» BRIEF
Locate "red ribbon, each" in the listing below, then output the line holding it and every line after it, exactly and with nothing else.

Coordinate labeling data:
= = = =

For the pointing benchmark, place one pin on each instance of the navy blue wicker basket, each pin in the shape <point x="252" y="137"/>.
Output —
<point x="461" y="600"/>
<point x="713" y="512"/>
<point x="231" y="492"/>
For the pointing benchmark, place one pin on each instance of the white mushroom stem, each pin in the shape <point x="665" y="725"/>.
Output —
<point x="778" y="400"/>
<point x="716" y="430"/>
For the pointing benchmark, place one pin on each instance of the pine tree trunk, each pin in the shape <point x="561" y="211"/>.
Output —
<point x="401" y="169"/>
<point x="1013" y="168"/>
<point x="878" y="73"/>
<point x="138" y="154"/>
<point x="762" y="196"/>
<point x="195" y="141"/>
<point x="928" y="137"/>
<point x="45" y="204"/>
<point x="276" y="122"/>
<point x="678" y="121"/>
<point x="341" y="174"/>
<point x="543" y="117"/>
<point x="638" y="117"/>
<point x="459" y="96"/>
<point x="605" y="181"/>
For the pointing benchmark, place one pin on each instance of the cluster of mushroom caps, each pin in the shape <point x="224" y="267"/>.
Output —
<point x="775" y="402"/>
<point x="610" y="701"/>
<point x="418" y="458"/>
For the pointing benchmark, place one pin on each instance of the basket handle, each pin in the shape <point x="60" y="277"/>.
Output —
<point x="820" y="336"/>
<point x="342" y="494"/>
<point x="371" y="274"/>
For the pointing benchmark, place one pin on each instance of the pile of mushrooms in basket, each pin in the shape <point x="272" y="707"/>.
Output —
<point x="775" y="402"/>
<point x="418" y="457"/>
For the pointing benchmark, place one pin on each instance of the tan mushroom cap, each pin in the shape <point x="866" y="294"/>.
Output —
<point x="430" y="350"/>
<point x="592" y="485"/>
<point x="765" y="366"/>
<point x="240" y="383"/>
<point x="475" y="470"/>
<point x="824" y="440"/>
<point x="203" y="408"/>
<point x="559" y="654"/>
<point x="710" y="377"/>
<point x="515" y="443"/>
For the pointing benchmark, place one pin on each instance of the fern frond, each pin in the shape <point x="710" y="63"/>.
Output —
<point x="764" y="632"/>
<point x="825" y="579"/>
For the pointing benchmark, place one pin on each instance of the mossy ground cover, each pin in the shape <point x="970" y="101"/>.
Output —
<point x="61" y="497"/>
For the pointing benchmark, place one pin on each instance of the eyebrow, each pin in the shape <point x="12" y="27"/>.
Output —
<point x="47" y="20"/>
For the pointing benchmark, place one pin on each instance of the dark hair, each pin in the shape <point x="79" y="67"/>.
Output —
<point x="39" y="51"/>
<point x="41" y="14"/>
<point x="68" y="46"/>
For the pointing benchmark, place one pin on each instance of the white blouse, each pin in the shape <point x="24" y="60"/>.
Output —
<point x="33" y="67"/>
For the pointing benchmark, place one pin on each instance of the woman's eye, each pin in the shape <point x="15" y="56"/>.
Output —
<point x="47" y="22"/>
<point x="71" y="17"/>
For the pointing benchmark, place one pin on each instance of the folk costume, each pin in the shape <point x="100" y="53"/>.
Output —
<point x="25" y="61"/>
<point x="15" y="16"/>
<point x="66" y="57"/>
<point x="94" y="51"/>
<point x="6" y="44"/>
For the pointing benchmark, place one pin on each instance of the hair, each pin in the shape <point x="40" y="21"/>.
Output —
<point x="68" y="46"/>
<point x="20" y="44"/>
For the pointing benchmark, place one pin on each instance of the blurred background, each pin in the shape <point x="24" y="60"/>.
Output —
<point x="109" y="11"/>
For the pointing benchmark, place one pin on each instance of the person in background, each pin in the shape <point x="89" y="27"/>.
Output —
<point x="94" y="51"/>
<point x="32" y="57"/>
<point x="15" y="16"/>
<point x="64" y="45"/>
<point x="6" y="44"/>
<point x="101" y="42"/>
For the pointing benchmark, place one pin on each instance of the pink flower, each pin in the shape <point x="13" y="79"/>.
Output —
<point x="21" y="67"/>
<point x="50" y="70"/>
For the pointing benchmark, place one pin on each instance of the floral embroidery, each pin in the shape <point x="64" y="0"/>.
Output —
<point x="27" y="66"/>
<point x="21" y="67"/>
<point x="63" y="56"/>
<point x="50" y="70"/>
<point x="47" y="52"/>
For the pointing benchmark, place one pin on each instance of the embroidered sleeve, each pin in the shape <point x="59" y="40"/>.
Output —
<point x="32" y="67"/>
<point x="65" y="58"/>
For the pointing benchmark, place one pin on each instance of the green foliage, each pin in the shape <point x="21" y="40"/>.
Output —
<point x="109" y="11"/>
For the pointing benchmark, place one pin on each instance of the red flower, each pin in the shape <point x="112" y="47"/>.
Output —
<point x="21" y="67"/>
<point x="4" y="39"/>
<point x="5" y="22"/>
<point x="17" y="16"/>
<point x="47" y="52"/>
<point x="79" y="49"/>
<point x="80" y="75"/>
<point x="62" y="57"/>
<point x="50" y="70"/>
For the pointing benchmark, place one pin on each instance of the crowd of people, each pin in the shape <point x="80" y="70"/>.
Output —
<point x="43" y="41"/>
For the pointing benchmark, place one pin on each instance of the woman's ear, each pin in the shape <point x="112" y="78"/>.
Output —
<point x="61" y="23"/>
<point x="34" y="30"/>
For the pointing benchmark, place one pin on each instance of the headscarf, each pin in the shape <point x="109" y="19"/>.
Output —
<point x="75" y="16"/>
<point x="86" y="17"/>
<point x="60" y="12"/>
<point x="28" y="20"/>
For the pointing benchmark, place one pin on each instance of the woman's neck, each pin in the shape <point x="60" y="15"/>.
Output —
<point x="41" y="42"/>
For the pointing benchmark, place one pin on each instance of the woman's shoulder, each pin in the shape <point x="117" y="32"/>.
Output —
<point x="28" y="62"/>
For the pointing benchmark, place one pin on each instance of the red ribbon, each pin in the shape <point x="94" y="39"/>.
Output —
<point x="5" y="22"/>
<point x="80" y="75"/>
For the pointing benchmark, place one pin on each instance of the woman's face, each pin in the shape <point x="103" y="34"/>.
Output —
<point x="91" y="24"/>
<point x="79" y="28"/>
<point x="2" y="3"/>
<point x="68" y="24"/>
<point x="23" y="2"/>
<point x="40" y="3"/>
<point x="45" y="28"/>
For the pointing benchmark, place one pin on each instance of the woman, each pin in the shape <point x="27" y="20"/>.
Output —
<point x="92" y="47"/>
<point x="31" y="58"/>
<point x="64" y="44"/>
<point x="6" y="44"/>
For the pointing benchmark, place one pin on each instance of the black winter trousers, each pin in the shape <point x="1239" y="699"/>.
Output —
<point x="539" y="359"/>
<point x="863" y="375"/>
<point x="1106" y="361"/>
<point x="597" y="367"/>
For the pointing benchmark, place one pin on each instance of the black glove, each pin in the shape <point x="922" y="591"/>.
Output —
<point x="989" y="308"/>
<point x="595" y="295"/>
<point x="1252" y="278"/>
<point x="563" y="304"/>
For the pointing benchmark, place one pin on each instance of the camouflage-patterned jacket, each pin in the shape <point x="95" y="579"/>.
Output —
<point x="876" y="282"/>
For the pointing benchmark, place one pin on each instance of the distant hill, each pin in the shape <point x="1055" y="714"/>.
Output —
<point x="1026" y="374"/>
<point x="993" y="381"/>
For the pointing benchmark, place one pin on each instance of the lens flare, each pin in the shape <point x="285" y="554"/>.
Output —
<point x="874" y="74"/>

= = = =

» COMPLETED TASK
For the pointing benchmark, place one pin on each instance of the red ribbon, each pin in the shape <point x="94" y="39"/>.
Output —
<point x="5" y="22"/>
<point x="80" y="75"/>
For the pointing benchmark, place one pin on each instance of the woman's face, each pin in the shape <point x="103" y="34"/>.
Output —
<point x="91" y="24"/>
<point x="79" y="28"/>
<point x="2" y="3"/>
<point x="68" y="24"/>
<point x="23" y="2"/>
<point x="40" y="3"/>
<point x="45" y="28"/>
For the pointing benchmark, place one pin on each instance of the woman, each pin in the shape <point x="27" y="20"/>.
Output —
<point x="92" y="47"/>
<point x="31" y="58"/>
<point x="64" y="44"/>
<point x="6" y="44"/>
For the pointing benchmark, place one pin on each instance of the black winter trousers, each pin in the shape <point x="1239" y="699"/>.
Output —
<point x="539" y="359"/>
<point x="863" y="375"/>
<point x="1106" y="361"/>
<point x="597" y="367"/>
For the pointing benchmark, place one pin on each instance of the black glove, each pin in the shape <point x="922" y="591"/>.
Output —
<point x="989" y="308"/>
<point x="595" y="295"/>
<point x="1252" y="278"/>
<point x="563" y="304"/>
For the pointing benchmark, place one pin on each instance of the camouflage-patterned jacket, each pin in the shape <point x="95" y="579"/>.
Output —
<point x="876" y="282"/>
For the pointing benchmark, place one pin on each instance of the distant hill, each pin in the shape <point x="1055" y="714"/>.
Output —
<point x="1026" y="374"/>
<point x="993" y="381"/>
For the pointing benchmark, place one pin on each instance of the lens flare, each pin in the shape <point x="285" y="554"/>.
Output —
<point x="874" y="74"/>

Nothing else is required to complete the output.